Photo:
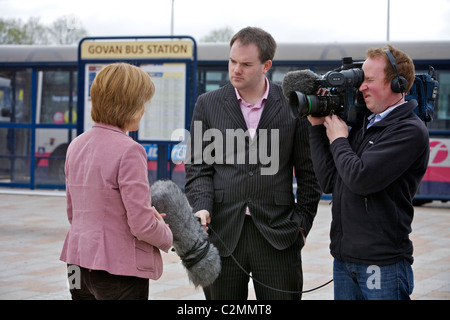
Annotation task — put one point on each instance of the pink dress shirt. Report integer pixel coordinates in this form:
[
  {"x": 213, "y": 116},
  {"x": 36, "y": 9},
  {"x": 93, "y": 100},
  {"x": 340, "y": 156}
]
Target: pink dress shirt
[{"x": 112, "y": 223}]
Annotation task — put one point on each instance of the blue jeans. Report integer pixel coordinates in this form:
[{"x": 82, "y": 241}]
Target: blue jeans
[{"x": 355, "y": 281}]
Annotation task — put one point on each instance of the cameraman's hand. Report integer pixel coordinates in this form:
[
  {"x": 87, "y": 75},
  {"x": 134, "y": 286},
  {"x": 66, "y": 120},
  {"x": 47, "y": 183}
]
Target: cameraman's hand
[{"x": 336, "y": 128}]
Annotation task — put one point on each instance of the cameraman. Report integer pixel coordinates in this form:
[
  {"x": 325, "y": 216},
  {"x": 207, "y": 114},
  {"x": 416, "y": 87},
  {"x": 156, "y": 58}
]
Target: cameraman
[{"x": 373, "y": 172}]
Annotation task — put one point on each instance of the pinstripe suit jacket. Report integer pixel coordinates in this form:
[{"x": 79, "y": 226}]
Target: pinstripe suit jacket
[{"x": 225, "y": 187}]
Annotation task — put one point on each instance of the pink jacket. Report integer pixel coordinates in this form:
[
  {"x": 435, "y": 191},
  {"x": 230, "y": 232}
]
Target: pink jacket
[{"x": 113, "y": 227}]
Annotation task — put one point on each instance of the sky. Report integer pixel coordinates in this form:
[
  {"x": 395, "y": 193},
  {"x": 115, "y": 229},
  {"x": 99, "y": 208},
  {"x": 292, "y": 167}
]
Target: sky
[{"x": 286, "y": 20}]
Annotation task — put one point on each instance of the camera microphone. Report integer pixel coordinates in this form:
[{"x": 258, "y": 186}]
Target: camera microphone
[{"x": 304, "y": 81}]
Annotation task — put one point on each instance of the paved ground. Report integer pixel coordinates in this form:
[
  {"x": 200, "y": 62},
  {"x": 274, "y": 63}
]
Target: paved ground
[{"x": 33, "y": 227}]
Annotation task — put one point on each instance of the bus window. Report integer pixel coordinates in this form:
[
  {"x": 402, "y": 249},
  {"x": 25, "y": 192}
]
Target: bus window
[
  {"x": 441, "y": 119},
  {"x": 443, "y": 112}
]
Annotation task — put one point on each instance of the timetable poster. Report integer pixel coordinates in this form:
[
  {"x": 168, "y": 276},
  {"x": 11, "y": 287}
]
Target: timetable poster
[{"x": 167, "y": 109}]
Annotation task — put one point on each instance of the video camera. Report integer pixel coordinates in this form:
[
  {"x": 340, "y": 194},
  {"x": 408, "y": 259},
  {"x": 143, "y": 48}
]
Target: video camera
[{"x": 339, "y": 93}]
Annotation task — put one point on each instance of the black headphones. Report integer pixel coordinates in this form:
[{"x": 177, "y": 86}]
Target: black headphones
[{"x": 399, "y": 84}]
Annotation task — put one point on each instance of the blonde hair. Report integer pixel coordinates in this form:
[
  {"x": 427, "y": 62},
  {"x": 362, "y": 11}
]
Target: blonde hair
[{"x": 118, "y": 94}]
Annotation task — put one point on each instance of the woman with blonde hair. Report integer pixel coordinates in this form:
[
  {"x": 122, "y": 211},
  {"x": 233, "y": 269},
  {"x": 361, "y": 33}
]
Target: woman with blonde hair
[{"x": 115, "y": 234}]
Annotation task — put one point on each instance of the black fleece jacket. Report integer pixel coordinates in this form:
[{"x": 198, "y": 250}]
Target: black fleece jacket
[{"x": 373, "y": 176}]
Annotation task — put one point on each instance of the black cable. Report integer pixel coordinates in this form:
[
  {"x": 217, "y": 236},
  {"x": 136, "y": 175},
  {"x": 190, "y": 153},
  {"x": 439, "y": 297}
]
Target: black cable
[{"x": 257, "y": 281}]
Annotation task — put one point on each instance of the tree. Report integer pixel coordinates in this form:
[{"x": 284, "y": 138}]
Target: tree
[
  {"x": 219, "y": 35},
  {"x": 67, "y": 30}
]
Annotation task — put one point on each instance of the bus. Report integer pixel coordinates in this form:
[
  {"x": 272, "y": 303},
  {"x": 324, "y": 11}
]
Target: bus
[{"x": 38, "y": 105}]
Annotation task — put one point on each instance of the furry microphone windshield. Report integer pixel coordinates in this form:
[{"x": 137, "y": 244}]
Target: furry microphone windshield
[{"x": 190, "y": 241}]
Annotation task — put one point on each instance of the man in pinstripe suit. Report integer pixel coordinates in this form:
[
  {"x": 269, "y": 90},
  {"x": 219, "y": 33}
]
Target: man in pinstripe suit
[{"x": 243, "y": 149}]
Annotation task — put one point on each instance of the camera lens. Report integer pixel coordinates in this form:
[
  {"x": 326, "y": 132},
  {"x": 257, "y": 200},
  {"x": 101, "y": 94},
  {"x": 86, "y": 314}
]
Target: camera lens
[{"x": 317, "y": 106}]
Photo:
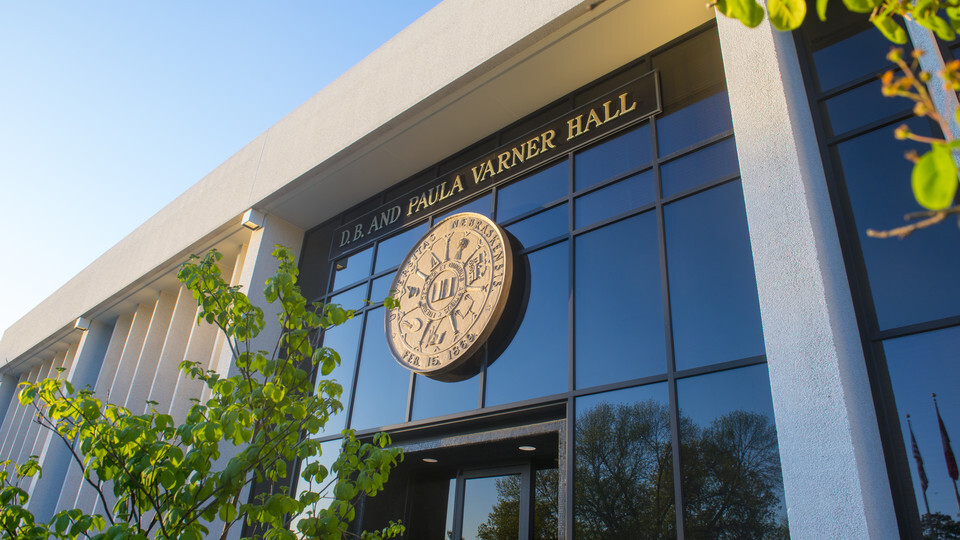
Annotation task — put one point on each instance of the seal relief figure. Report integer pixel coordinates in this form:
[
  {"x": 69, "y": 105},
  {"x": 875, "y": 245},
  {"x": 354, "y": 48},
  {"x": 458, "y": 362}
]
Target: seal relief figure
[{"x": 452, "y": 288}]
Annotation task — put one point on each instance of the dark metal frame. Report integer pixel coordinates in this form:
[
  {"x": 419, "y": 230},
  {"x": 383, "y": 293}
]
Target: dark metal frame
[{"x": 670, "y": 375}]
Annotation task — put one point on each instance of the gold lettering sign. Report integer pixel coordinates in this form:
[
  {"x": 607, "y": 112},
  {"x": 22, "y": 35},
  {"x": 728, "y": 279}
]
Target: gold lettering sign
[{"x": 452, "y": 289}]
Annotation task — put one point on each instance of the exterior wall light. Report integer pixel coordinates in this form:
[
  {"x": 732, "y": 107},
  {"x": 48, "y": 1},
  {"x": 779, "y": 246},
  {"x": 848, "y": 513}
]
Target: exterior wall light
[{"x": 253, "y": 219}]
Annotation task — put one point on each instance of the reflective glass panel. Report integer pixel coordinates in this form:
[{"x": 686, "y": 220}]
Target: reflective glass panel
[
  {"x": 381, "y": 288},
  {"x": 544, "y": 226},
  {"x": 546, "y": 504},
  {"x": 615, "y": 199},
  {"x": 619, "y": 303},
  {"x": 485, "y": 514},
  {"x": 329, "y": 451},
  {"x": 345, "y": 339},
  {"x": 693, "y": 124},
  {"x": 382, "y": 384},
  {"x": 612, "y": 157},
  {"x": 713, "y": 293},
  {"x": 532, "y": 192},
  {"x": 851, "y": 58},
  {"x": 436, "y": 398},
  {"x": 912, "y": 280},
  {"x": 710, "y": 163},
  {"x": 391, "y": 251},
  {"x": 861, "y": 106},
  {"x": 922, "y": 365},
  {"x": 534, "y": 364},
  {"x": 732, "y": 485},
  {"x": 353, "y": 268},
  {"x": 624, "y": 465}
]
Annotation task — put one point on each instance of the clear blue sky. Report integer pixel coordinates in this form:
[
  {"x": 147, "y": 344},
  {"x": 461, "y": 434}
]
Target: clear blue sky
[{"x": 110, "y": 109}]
++++++++++++++++++++
OBJECTIVE → Print all of the records above line for line, with no changes, and leave out the pictures.

FULL ANSWER →
Photo:
Annotation task — put one point on each instance of the pink dress shirt. Report integer pixel coordinates in this form:
[
  {"x": 213, "y": 116},
  {"x": 36, "y": 9},
  {"x": 93, "y": 100},
  {"x": 340, "y": 156}
]
Target: pink dress shirt
[{"x": 112, "y": 223}]
Annotation task — put one point on each instance of the blue jeans. Report integer pixel coordinates in this form:
[{"x": 82, "y": 241}]
Target: blue jeans
[{"x": 355, "y": 281}]
Annotation task — put one point on each instance of the cameraman's hand. Report integer pixel coordinates in this form:
[
  {"x": 87, "y": 75},
  {"x": 134, "y": 286},
  {"x": 66, "y": 120},
  {"x": 47, "y": 183}
]
Target: cameraman's hand
[{"x": 336, "y": 128}]
Annotation task — put one point on each instance of the cameraman. Report integer pixel coordinates in this form:
[
  {"x": 325, "y": 216},
  {"x": 207, "y": 114},
  {"x": 416, "y": 87},
  {"x": 156, "y": 58}
]
Target: cameraman
[{"x": 373, "y": 172}]
Annotation task — put one point on each instance of the pinstripe suit jacket. Report integer pixel coordinates in this form:
[{"x": 79, "y": 226}]
Target: pinstripe suit jacket
[{"x": 225, "y": 187}]
Annotation task — put one point on each instance of the pink jacket. Report integer pixel coordinates in this form:
[
  {"x": 435, "y": 191},
  {"x": 230, "y": 232}
]
Target: pink jacket
[{"x": 113, "y": 227}]
Annotation task — put one point on each instance of the sky. Report integer pixel coordinates in this form:
[
  {"x": 395, "y": 193},
  {"x": 115, "y": 229},
  {"x": 99, "y": 208},
  {"x": 292, "y": 167}
]
Target: sky
[{"x": 286, "y": 20}]
Annotation task — put one point on each instance of the camera microphone. Report integer pixel coordinates in this form:
[{"x": 258, "y": 186}]
Target: camera microphone
[{"x": 304, "y": 81}]
Annotation task — put one point on each instance of the paved ground. Report integer pixel coordinates in this form:
[
  {"x": 200, "y": 62},
  {"x": 274, "y": 63}
]
Target: paved ground
[{"x": 33, "y": 227}]
Annotation task — put one point on each instance of the bus window. Report integer pixel coordinates in this form:
[
  {"x": 402, "y": 249},
  {"x": 25, "y": 192}
]
Target: bus window
[
  {"x": 441, "y": 119},
  {"x": 443, "y": 112}
]
Annotation task — put one point on each instance of the timetable poster. Report integer pixel coordinates in this form:
[
  {"x": 168, "y": 276},
  {"x": 11, "y": 287}
]
Target: timetable poster
[{"x": 167, "y": 109}]
Annotation task — put one point on each instance of the video camera. Report integer pixel coordinates in this form:
[
  {"x": 340, "y": 194},
  {"x": 408, "y": 259},
  {"x": 143, "y": 48}
]
Target: video camera
[{"x": 339, "y": 93}]
Annotation task — put one point on each instance of the black headphones. Report integer pixel coordinates in this form:
[{"x": 177, "y": 86}]
Target: black headphones
[{"x": 399, "y": 84}]
Annotation task — put one point on each instance of the blonde hair. Report integer pixel coordinates in this form:
[
  {"x": 427, "y": 62},
  {"x": 362, "y": 11}
]
Target: blonde hair
[{"x": 118, "y": 94}]
Annotation task — put one point on each instance of the woman with blonde hair. Report integer pixel coordinates in this form:
[
  {"x": 122, "y": 211},
  {"x": 233, "y": 269},
  {"x": 361, "y": 33}
]
Target: woman with blonde hair
[{"x": 115, "y": 234}]
Annotation task — put one point on each instance of the black fleece jacket. Report integer pixel coordinates in this form:
[{"x": 198, "y": 250}]
Target: black fleece jacket
[{"x": 373, "y": 176}]
Annotation task — put one point on each instance of the black cable. Report integer pixel coordinates in this form:
[
  {"x": 217, "y": 236},
  {"x": 136, "y": 175},
  {"x": 190, "y": 153},
  {"x": 439, "y": 297}
]
Target: black cable
[{"x": 257, "y": 281}]
Annotation task — put one point on each instance of the tree. Report integer pixel coordinates in this form:
[{"x": 284, "y": 138}]
Target: tree
[
  {"x": 219, "y": 35},
  {"x": 67, "y": 30}
]
Annotation task — put one point on each instance of the bus. Report integer pixel coordinates in this form:
[
  {"x": 272, "y": 303},
  {"x": 324, "y": 11}
]
Target: bus
[{"x": 38, "y": 105}]
Annotation task — put one point on each instance of the furry microphone windshield. Report integer pixel coordinates in this form:
[{"x": 137, "y": 244}]
Target: furry microphone windshield
[{"x": 190, "y": 241}]
Annotation task — put one point on each instance of the man in pinstripe suit. Report integer pixel coordinates in this form:
[
  {"x": 269, "y": 90},
  {"x": 219, "y": 33}
]
Target: man in pinstripe suit
[{"x": 243, "y": 149}]
Annotation task — put one point on each instance of the camera lens. Report integer pixel coordinates in this form:
[
  {"x": 326, "y": 132},
  {"x": 257, "y": 200},
  {"x": 101, "y": 94},
  {"x": 86, "y": 314}
]
Target: camera lens
[{"x": 317, "y": 106}]
Photo:
Annotation task — put one point on each instance of the seal relief figure. Report integer pixel coordinates in this form:
[
  {"x": 69, "y": 105},
  {"x": 875, "y": 245},
  {"x": 354, "y": 48},
  {"x": 458, "y": 362}
]
Target: seal relief figure
[{"x": 452, "y": 288}]
Annotation task — put one point on each instance of the dark metal frame. Report integer pixel coordinates in this form:
[
  {"x": 419, "y": 230},
  {"x": 383, "y": 293}
]
Target: dark metal frame
[{"x": 670, "y": 375}]
Annotation task — put one point on each instance of the gold lettering sign. Report integer pixel coordinates in this form:
[
  {"x": 607, "y": 112},
  {"x": 22, "y": 35},
  {"x": 728, "y": 279}
]
Target: gold lettering sign
[{"x": 452, "y": 289}]
Annotation task — put one point on each instance of the exterior wall light. Report integer pixel coordinates in this form:
[
  {"x": 732, "y": 107},
  {"x": 48, "y": 1},
  {"x": 779, "y": 246},
  {"x": 848, "y": 513}
]
Target: exterior wall light
[{"x": 253, "y": 219}]
Annotation task — put one point on each instance of the reflective glass panel. Report integer pixel coordinates in this form:
[{"x": 686, "y": 220}]
Target: reflective glass panel
[
  {"x": 381, "y": 288},
  {"x": 544, "y": 226},
  {"x": 546, "y": 504},
  {"x": 615, "y": 199},
  {"x": 619, "y": 303},
  {"x": 485, "y": 514},
  {"x": 329, "y": 451},
  {"x": 345, "y": 339},
  {"x": 693, "y": 124},
  {"x": 382, "y": 384},
  {"x": 612, "y": 157},
  {"x": 713, "y": 293},
  {"x": 532, "y": 192},
  {"x": 851, "y": 58},
  {"x": 436, "y": 398},
  {"x": 912, "y": 280},
  {"x": 710, "y": 163},
  {"x": 391, "y": 251},
  {"x": 861, "y": 106},
  {"x": 922, "y": 365},
  {"x": 534, "y": 364},
  {"x": 732, "y": 485},
  {"x": 353, "y": 268},
  {"x": 624, "y": 465}
]
Annotation task — put one point on each instance of the clear blue sky. Report integer pixel coordinates in this form:
[
  {"x": 147, "y": 344},
  {"x": 461, "y": 434}
]
Target: clear blue sky
[{"x": 110, "y": 109}]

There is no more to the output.